Exercise requirements
Only lines with the string "center" are wanted. Pull them out of the data.

Records shown
Segment Open

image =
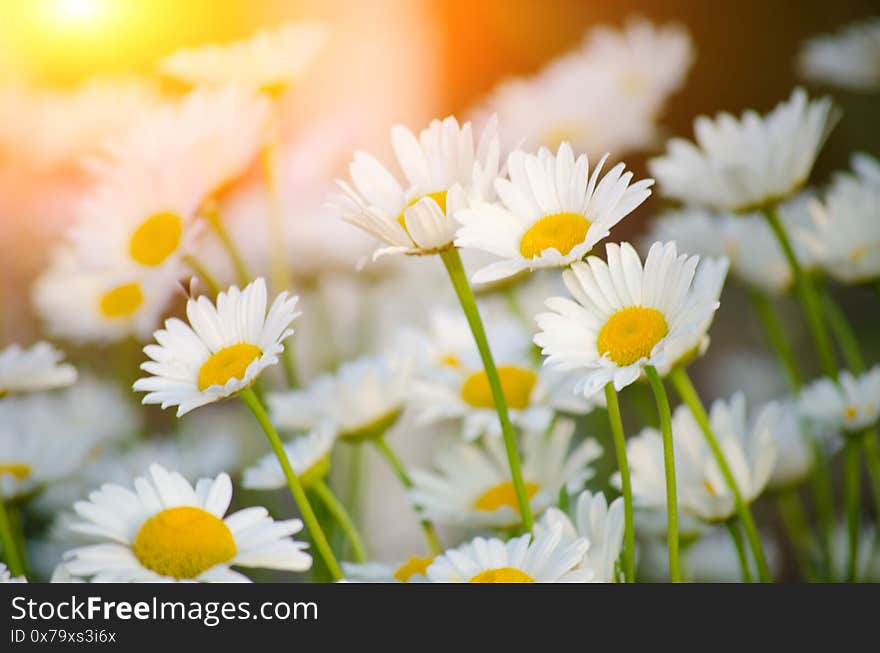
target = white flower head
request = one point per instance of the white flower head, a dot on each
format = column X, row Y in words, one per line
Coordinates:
column 168, row 530
column 220, row 352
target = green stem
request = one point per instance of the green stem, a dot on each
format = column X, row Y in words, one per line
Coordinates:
column 457, row 276
column 669, row 467
column 736, row 536
column 296, row 490
column 629, row 547
column 400, row 471
column 685, row 389
column 807, row 294
column 335, row 507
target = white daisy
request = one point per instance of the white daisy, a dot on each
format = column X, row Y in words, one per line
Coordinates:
column 552, row 212
column 166, row 530
column 221, row 351
column 851, row 404
column 472, row 483
column 623, row 316
column 444, row 169
column 750, row 450
column 750, row 162
column 601, row 525
column 548, row 558
column 270, row 59
column 363, row 399
column 38, row 367
column 309, row 456
column 849, row 58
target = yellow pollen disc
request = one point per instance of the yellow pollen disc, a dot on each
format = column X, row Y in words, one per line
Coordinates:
column 503, row 494
column 121, row 301
column 560, row 231
column 17, row 470
column 412, row 567
column 517, row 384
column 502, row 575
column 228, row 363
column 156, row 239
column 631, row 333
column 183, row 542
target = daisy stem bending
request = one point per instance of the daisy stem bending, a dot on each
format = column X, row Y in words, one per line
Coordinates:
column 458, row 277
column 669, row 468
column 685, row 389
column 736, row 536
column 335, row 507
column 629, row 546
column 385, row 449
column 296, row 490
column 807, row 294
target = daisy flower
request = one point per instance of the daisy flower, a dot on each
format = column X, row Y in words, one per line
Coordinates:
column 850, row 58
column 269, row 60
column 624, row 316
column 472, row 483
column 309, row 456
column 363, row 399
column 747, row 163
column 38, row 367
column 220, row 352
column 549, row 558
column 850, row 405
column 444, row 169
column 598, row 523
column 166, row 530
column 552, row 212
column 750, row 449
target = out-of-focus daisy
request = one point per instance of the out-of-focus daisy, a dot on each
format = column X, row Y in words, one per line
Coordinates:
column 220, row 352
column 472, row 483
column 552, row 212
column 166, row 530
column 624, row 316
column 444, row 169
column 851, row 404
column 38, row 367
column 746, row 163
column 749, row 448
column 601, row 525
column 363, row 399
column 849, row 58
column 269, row 60
column 549, row 558
column 309, row 456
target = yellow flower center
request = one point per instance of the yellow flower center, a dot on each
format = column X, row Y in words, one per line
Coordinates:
column 17, row 470
column 412, row 567
column 121, row 301
column 559, row 231
column 517, row 384
column 183, row 542
column 631, row 333
column 156, row 239
column 230, row 362
column 503, row 494
column 502, row 575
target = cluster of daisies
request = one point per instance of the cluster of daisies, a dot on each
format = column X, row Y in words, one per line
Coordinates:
column 519, row 371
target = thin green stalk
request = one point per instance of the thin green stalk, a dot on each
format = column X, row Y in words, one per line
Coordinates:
column 629, row 535
column 335, row 507
column 807, row 294
column 458, row 277
column 669, row 468
column 736, row 536
column 296, row 490
column 685, row 389
column 400, row 471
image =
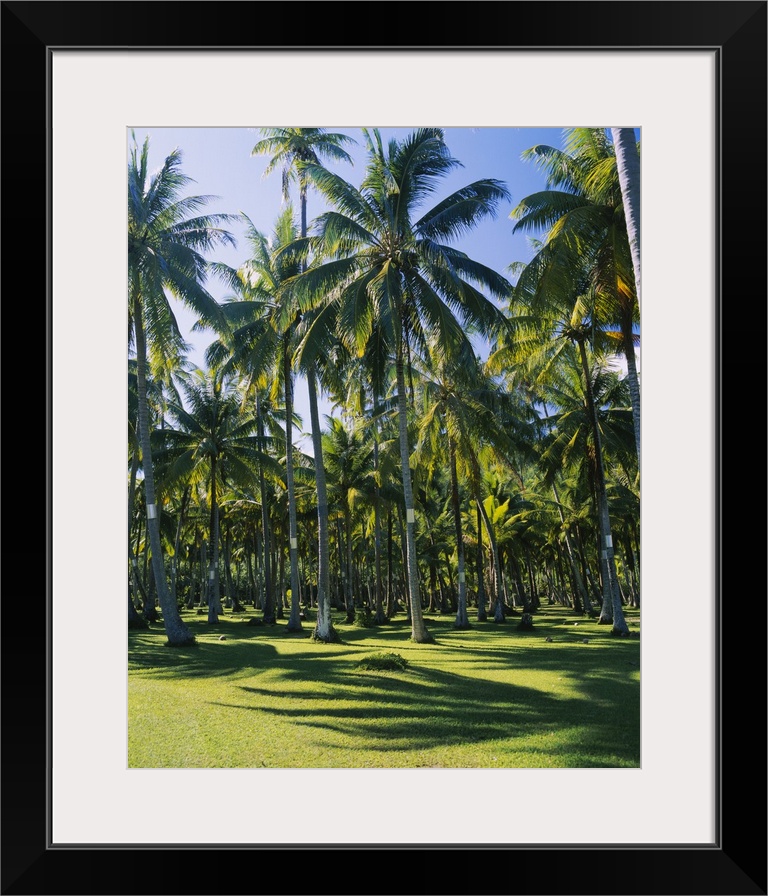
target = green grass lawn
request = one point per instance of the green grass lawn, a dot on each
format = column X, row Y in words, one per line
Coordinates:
column 490, row 697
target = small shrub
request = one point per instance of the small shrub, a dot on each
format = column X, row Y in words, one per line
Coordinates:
column 387, row 662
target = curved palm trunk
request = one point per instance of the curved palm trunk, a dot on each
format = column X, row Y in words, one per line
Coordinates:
column 606, row 553
column 462, row 620
column 419, row 631
column 177, row 632
column 324, row 630
column 294, row 621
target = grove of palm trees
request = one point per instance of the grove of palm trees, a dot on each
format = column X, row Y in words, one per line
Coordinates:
column 384, row 479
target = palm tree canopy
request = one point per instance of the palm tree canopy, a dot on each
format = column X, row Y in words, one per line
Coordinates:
column 291, row 148
column 167, row 239
column 382, row 260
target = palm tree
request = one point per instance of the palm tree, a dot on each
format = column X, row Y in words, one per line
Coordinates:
column 259, row 340
column 565, row 364
column 628, row 165
column 348, row 461
column 583, row 215
column 164, row 256
column 293, row 148
column 215, row 444
column 386, row 266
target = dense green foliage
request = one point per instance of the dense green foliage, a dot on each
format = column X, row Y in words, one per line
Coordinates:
column 490, row 698
column 481, row 468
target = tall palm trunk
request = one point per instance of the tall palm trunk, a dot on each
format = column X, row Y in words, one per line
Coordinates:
column 213, row 569
column 348, row 589
column 177, row 542
column 134, row 618
column 581, row 590
column 419, row 631
column 628, row 168
column 606, row 553
column 482, row 614
column 294, row 621
column 324, row 630
column 380, row 618
column 462, row 621
column 498, row 596
column 177, row 632
column 268, row 605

Segment Closed

Response to the exercise
target = yellow flower center
request = one point per instance of the yellow flower center, a dot on each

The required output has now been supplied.